RECORDS FOR THE TASK ::
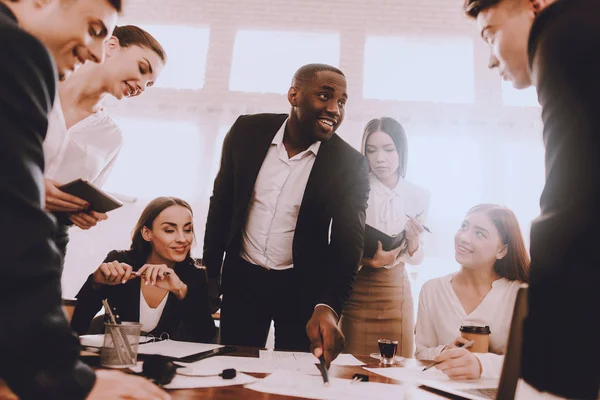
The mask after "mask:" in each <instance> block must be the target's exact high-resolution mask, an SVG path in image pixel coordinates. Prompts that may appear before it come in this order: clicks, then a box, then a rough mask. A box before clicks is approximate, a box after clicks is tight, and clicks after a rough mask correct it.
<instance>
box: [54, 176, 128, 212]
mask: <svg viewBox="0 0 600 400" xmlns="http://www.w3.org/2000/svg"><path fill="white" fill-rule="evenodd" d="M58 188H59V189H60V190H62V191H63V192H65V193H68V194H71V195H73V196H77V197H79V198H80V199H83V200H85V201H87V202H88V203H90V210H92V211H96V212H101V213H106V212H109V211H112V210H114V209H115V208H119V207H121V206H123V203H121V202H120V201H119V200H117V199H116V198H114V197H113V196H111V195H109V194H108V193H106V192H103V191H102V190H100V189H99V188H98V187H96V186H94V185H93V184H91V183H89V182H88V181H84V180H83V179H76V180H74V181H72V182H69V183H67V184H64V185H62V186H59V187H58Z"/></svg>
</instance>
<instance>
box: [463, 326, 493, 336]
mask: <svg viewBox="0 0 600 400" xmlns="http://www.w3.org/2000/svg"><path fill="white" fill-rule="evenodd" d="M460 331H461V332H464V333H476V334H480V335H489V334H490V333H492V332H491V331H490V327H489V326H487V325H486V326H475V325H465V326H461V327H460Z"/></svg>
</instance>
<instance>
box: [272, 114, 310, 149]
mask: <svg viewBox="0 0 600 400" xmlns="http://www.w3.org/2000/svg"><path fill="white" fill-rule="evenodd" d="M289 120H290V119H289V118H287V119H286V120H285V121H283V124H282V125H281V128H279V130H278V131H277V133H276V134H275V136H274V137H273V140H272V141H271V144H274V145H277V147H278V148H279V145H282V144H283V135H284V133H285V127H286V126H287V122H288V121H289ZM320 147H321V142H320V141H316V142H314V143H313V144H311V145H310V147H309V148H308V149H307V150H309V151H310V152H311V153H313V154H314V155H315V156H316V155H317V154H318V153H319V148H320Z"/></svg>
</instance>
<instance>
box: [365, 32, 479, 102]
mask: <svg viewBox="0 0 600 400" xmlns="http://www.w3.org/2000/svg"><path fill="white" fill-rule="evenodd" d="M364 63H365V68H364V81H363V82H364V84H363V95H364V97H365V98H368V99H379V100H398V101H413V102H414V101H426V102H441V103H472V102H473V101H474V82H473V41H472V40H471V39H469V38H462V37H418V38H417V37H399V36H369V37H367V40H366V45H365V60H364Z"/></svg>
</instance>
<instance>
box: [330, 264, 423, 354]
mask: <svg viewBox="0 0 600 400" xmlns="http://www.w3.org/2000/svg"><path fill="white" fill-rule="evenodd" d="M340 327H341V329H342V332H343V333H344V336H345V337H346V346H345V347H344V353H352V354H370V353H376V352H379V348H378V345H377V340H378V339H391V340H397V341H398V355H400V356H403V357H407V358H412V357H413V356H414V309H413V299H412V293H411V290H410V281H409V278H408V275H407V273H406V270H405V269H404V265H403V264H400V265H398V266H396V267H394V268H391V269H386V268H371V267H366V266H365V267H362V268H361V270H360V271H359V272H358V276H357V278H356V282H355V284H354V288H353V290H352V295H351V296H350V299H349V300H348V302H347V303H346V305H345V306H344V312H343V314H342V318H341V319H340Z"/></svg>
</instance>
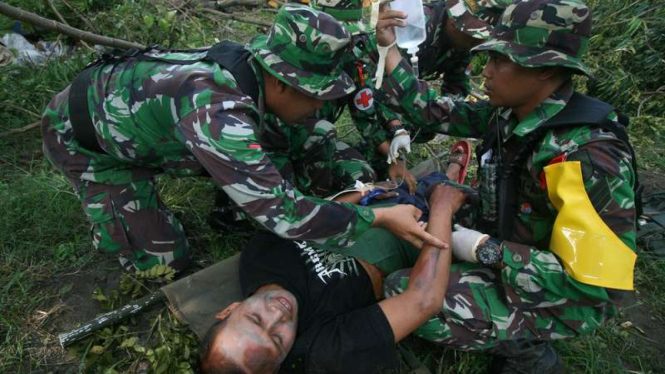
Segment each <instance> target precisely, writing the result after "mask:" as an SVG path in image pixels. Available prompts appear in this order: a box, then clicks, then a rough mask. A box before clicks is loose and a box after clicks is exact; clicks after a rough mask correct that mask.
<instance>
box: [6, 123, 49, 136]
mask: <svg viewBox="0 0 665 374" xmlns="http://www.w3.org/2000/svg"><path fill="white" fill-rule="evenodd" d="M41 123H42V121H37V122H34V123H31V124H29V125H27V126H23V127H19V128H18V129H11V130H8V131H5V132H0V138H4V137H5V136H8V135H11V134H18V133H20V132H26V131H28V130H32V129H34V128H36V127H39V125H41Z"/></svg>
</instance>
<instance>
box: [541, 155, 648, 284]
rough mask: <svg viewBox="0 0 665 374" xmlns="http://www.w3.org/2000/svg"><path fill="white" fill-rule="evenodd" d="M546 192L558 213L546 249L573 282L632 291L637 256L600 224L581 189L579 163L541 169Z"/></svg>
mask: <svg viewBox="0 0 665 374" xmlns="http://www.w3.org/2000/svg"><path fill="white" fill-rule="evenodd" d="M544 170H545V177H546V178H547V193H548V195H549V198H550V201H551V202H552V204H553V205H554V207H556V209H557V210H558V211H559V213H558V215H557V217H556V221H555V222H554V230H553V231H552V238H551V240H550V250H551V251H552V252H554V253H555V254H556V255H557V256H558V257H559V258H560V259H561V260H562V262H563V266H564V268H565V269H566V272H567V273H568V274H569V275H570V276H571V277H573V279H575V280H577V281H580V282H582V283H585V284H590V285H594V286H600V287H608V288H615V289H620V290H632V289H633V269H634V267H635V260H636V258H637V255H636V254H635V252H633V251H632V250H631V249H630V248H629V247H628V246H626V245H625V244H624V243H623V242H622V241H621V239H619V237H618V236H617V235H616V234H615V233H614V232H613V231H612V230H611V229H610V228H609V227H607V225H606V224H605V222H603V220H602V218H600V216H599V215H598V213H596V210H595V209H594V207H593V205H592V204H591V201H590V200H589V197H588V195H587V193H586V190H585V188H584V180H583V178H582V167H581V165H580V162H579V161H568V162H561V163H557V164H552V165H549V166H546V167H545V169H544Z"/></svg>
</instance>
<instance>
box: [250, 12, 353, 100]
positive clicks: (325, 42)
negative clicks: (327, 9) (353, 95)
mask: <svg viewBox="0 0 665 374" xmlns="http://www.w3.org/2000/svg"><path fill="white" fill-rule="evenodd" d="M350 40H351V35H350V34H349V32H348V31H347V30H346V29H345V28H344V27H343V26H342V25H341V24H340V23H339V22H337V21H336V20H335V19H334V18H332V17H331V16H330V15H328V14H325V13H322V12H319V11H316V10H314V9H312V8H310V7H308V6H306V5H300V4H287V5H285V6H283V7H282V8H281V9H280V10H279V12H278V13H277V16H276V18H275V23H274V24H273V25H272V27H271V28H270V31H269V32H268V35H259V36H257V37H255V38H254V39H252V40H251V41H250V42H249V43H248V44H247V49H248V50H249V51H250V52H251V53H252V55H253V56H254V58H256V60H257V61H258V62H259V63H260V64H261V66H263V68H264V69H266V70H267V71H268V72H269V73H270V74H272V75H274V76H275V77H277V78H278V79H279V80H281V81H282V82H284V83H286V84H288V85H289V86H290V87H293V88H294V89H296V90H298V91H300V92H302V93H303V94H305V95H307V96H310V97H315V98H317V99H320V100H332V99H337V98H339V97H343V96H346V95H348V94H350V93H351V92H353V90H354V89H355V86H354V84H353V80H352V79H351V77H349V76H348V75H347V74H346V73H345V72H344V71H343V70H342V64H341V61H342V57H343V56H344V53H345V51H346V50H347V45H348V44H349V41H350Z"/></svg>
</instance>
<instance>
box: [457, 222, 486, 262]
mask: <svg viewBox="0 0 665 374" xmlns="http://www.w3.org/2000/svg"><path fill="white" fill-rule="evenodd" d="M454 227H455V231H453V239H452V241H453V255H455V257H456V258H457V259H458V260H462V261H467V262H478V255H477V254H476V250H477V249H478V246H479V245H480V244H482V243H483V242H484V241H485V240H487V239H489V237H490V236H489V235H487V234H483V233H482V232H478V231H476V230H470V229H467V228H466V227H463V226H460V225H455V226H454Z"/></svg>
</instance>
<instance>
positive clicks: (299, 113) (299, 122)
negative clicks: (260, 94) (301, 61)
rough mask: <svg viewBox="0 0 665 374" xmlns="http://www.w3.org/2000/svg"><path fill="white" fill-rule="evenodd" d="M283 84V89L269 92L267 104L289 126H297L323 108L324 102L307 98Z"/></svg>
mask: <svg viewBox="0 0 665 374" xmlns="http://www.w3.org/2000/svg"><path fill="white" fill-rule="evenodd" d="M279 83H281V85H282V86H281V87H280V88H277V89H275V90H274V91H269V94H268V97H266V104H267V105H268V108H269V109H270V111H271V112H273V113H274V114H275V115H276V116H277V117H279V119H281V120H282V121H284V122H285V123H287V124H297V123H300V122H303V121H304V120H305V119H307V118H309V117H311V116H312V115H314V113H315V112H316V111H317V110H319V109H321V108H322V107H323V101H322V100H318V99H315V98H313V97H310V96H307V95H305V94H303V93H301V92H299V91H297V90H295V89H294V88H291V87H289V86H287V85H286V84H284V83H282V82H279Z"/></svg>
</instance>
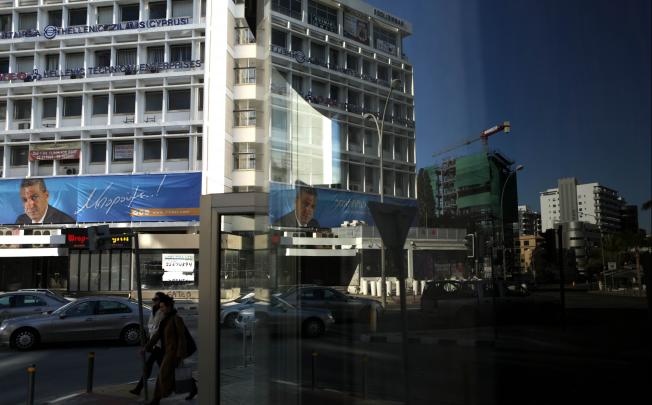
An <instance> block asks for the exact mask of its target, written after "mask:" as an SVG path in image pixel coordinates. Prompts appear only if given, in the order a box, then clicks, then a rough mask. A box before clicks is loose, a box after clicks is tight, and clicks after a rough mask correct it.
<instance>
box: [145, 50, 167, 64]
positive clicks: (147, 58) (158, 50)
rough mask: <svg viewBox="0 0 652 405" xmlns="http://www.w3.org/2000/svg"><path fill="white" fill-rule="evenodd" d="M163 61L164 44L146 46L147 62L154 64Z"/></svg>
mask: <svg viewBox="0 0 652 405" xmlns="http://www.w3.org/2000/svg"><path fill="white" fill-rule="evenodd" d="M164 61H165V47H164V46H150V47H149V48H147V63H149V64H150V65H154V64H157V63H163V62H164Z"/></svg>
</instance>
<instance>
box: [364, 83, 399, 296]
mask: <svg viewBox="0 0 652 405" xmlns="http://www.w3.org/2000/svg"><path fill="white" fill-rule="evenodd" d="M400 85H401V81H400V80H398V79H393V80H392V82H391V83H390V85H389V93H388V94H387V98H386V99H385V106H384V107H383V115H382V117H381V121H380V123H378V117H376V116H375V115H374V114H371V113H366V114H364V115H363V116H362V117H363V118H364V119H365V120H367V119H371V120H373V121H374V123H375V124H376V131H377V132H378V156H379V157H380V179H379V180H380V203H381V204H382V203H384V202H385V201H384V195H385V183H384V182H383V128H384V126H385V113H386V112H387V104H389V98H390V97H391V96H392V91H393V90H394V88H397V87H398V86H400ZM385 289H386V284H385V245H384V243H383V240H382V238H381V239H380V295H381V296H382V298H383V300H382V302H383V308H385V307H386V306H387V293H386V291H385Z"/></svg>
--
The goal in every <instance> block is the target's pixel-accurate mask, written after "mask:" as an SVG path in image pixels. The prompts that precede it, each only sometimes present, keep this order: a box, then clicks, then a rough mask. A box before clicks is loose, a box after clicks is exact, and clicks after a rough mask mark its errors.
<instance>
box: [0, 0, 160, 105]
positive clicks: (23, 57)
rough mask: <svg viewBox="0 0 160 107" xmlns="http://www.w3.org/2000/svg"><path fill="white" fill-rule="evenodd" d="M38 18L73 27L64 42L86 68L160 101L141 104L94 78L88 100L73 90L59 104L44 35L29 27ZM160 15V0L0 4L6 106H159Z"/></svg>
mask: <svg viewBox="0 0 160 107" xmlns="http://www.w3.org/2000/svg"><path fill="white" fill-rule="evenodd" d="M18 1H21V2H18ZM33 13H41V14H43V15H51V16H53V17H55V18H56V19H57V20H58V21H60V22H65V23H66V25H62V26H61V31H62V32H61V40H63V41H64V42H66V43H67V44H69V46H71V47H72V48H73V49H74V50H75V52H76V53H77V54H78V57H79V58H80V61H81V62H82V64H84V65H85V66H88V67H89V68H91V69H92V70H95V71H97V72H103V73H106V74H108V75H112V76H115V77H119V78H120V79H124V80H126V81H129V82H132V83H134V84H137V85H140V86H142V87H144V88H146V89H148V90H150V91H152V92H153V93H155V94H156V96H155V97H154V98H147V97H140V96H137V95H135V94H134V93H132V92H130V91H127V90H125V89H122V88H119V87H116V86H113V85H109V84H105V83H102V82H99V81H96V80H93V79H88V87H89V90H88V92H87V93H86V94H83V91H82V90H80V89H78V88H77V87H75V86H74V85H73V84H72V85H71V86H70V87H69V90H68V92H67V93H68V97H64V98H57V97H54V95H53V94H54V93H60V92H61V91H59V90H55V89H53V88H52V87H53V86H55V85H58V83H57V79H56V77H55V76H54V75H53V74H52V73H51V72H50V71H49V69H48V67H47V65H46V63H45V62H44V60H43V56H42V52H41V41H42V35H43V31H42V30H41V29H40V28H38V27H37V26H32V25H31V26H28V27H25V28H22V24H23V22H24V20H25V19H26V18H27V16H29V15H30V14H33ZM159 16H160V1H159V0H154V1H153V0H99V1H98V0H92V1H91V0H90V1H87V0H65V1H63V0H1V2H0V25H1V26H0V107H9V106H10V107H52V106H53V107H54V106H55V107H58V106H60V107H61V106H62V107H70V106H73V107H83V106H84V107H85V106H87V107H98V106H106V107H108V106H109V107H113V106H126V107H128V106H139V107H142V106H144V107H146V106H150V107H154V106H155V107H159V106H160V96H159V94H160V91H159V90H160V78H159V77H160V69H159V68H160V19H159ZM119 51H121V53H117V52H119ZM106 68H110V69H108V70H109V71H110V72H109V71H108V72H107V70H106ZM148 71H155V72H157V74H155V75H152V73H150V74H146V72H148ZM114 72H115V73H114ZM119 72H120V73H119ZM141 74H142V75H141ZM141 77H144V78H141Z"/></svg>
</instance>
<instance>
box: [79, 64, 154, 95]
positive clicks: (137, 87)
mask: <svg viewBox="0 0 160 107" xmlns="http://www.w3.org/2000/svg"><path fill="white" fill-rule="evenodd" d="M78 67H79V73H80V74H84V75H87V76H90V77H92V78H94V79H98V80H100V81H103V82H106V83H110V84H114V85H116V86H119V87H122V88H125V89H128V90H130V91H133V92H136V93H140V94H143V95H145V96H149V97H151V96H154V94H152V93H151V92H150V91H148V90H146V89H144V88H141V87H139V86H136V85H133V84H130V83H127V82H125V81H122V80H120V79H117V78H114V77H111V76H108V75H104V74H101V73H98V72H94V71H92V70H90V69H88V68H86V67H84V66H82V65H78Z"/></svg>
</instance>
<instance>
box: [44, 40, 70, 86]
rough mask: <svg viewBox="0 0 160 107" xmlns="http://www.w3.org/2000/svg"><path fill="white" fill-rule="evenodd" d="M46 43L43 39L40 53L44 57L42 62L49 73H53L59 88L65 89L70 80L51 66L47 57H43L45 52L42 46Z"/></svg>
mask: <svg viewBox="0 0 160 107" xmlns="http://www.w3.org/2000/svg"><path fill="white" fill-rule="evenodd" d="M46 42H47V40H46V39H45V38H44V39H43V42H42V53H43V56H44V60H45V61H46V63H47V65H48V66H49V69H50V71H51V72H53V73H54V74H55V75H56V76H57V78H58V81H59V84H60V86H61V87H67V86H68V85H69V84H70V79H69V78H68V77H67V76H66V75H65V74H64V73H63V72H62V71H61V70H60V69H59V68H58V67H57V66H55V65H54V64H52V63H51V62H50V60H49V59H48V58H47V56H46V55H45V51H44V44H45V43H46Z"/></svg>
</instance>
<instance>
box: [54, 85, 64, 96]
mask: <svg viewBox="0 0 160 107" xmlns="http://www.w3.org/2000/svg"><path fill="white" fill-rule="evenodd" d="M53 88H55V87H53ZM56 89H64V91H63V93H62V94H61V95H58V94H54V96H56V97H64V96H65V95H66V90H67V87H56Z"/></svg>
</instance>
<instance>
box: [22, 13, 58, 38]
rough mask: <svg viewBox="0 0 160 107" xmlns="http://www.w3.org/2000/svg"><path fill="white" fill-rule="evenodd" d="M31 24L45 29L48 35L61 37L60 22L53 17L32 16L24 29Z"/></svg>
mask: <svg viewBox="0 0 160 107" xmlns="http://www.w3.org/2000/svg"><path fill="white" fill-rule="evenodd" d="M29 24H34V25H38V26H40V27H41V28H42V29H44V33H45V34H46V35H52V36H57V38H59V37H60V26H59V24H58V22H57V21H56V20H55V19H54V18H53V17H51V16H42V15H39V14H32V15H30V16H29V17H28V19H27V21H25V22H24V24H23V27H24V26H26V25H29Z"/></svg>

INSTRUCTIONS FOR THE TASK ::
Please, from the material above, copy only the lines from the line with "43L43 39L40 53L44" up to and including the line with "box: [22, 13, 58, 38]", exactly as written.

OUTPUT BELOW ::
rough mask: <svg viewBox="0 0 160 107" xmlns="http://www.w3.org/2000/svg"><path fill="white" fill-rule="evenodd" d="M46 43L43 39L40 53L44 57L42 62L49 73H53L59 88L65 89L70 80L51 66L47 57H43L45 52L42 46Z"/></svg>
mask: <svg viewBox="0 0 160 107" xmlns="http://www.w3.org/2000/svg"><path fill="white" fill-rule="evenodd" d="M46 42H47V40H46V39H45V38H44V39H43V42H42V53H43V56H44V60H45V61H46V63H47V65H48V66H49V69H50V71H51V72H53V73H54V74H55V75H56V76H57V78H58V81H59V84H60V86H61V87H67V86H68V85H69V84H70V79H69V78H68V77H67V76H66V75H65V74H64V73H63V72H62V71H61V70H60V69H59V68H58V67H57V66H55V65H54V64H52V63H51V62H50V60H49V59H48V58H47V56H46V55H45V51H44V44H45V43H46Z"/></svg>
</instance>
<instance>
box: [54, 85, 64, 96]
mask: <svg viewBox="0 0 160 107" xmlns="http://www.w3.org/2000/svg"><path fill="white" fill-rule="evenodd" d="M53 88H55V87H53ZM56 89H64V91H63V93H62V94H61V95H58V94H54V96H56V97H64V96H65V95H66V90H67V87H56Z"/></svg>
</instance>
<instance>
box: [22, 13, 58, 38]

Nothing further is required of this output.